## START

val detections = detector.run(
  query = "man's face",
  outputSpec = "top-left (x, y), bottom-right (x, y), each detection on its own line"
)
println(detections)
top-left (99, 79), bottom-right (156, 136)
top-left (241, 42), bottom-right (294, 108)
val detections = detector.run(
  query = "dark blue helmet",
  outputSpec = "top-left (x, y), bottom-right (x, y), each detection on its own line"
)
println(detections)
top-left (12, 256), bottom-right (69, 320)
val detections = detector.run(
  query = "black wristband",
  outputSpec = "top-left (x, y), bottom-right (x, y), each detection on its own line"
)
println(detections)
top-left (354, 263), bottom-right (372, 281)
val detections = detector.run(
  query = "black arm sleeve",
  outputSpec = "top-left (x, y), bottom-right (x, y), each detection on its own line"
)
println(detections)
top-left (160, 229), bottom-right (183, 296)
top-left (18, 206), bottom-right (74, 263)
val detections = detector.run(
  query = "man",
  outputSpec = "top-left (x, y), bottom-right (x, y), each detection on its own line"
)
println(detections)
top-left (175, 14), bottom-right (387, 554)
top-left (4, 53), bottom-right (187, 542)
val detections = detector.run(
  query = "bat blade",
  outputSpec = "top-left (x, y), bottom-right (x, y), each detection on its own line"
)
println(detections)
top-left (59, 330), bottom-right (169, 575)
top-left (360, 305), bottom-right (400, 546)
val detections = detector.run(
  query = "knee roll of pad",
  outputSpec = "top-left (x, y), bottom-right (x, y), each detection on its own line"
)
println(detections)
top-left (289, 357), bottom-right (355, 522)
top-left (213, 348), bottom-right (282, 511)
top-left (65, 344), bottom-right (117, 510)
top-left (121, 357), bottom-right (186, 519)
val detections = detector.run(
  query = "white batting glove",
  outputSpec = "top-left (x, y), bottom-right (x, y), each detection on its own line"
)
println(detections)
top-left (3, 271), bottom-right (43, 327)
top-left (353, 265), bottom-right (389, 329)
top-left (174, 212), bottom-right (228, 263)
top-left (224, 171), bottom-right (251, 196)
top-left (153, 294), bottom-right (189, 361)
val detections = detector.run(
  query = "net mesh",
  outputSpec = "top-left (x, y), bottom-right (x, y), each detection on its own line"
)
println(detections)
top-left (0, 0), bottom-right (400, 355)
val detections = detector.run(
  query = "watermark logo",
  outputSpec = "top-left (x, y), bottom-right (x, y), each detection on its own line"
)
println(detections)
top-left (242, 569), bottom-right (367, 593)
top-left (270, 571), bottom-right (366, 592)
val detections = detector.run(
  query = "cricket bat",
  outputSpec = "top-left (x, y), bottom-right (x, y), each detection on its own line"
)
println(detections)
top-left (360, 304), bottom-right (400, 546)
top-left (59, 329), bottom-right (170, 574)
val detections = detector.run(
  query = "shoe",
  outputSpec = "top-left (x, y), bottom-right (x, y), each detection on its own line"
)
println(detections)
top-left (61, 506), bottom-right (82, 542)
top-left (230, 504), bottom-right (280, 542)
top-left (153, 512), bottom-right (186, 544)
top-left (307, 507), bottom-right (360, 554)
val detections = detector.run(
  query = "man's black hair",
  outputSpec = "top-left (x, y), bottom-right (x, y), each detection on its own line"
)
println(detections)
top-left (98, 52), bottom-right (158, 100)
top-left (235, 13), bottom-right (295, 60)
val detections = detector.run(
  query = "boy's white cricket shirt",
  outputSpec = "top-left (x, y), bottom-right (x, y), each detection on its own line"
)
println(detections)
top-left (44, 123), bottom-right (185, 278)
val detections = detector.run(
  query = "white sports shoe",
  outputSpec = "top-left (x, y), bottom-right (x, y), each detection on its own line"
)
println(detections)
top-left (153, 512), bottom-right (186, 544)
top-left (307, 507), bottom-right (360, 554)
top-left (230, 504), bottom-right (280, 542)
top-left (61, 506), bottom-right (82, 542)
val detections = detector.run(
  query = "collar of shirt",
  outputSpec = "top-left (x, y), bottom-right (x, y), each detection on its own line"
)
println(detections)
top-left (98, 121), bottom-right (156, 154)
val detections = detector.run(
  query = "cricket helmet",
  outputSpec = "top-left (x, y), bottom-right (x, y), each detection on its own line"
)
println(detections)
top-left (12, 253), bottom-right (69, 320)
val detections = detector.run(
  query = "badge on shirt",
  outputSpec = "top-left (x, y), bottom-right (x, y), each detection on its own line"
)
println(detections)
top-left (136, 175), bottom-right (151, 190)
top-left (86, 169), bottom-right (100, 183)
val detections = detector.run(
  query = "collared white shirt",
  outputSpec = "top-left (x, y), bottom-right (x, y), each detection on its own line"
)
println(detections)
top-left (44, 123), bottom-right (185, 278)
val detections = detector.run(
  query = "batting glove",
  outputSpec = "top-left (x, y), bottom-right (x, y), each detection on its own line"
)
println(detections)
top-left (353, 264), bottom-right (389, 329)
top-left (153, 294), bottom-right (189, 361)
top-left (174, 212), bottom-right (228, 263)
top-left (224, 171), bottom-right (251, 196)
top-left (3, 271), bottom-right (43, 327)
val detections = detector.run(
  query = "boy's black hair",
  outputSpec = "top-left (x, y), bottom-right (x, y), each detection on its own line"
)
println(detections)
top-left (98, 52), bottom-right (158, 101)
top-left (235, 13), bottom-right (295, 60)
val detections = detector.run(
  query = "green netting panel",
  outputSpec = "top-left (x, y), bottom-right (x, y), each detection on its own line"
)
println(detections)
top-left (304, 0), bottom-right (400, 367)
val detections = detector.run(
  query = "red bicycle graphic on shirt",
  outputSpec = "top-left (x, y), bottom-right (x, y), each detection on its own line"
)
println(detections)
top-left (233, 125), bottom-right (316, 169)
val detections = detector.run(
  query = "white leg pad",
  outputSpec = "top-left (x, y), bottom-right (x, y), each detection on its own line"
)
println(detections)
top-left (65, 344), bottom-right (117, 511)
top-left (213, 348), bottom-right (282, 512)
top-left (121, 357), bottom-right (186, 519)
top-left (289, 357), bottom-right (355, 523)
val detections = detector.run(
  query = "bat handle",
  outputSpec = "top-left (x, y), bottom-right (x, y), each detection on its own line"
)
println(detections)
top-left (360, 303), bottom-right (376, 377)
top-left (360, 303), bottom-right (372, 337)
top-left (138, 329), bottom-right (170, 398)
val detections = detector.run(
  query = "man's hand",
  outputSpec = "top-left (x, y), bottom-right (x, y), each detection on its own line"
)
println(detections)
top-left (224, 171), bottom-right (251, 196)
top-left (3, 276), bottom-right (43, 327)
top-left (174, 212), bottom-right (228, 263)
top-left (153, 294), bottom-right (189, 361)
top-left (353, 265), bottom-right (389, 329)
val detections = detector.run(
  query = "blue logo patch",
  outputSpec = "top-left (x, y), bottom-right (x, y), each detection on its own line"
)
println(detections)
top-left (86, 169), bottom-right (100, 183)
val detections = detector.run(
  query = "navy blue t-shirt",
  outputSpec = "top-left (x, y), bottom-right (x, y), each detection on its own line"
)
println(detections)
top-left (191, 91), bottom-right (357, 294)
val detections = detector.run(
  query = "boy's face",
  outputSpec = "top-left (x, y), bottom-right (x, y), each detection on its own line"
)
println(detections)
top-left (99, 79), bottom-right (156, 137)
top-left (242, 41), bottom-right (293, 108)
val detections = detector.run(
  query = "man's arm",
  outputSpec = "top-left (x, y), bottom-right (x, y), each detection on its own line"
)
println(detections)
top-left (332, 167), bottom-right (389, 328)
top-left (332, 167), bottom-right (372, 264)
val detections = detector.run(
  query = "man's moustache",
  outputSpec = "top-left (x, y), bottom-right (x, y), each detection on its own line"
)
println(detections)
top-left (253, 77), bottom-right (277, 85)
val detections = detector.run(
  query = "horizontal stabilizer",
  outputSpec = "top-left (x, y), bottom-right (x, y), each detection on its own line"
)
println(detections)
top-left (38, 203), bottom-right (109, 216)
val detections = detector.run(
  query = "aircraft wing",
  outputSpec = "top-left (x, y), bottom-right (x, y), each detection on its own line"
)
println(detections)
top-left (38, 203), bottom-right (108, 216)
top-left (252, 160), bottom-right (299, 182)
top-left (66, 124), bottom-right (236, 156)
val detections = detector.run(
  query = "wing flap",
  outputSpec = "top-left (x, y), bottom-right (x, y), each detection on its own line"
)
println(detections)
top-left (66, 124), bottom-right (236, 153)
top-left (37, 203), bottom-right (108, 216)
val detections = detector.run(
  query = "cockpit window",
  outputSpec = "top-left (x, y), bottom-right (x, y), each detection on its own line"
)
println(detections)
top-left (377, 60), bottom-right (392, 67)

## END

## Written task:
Gather every line of the data that contains the word "white", and copy each such line in full.

## Response:
  query = "white batting glove",
  query = "boy's white cricket shirt",
  query = "white sports shoe",
  query = "collared white shirt",
  query = "white leg pad",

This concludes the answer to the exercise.